Article:
+ + + + + + +

UPC's Vigil for Chickens at the Perdue chicken slaughter plant in Salisbury,
MD, May 1, 1992
Of course I want to win. I want animals to win, but I realize that
working fulltime to achieve this goal is no guarantee of success, because
the forces out there may be too strong to overcome. I value Colman
McCarthy's advice in an interview in The Animals' Agenda magazine. To the
question "Do you think we'll succeed?" he said, "Don't worry about being
successful, just be faithful."
While we do not have full control over whether we'll succeed in the fight
for animal rights, we do have full control over whether we are, and will
remain, faithful. If we are not faithful we will not succeed. Faithfulness
is not about having faith, but about keeping it.
Our chicken sanctuary will always protect me from burning out, because I
could never abandon the birds whom I have come to know and love, and who
need me to fight for them. Alice Walker spoke for me when she wrote after
watching a hen shepherd her chicks across a road in Bali, now that I have
absolutely seen a chicken, I can never not know (and thus be responsible
for) chickens. This is the positive, obligatory sense of "once you've seen
one chicken, you've seen them all." The morality of perception prescribes
there is no turning back.
Activists often say that what burns them out the most is the defection of
local activists, including all those "Sorry, I can't make it to the demo
after all" last minute phone calls. When you burn out or don't show up, you
encourage others to burn out or get lazy with you. You let animals and your
colleagues down. Here again the activist who is working to hold the
grassroots group together can take heart. Walt Whitman said, "We two form a
multitude." An animal rights activist wrote about being a lone animal rights
protester: "It's better to have one person out there, than no one (although
it really irks me when I can't find a few more people to protest with me).
Obviously the more people the better; but don't stay home because you can't
find anybody to go with you. All you need is a huge, graphic photo and a
good caption on poster board."

+ + + + + + +

Data lines:
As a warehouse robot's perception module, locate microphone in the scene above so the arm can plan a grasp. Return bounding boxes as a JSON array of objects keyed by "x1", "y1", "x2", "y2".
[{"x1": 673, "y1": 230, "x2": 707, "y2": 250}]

+ + + + + + +

What is asked: Write out the piece on animal rights activism word for word, from "While we do" up to and including "no turning back.".

Answer to the problem:
While we do not have full control over whether we'll succeed in the fight
for animal rights, we do have full control over whether we are, and will
remain, faithful. If we are not faithful we will not succeed. Faithfulness
is not about having faith, but about keeping it.
Our chicken sanctuary will always protect me from burning out, because I
could never abandon the birds whom I have come to know and love, and who
need me to fight for them. Alice Walker spoke for me when she wrote after
watching a hen shepherd her chicks across a road in Bali, now that I have
absolutely seen a chicken, I can never not know (and thus be responsible
for) chickens. This is the positive, obligatory sense of "once you've seen
one chicken, you've seen them all." The morality of perception prescribes
there is no turning back.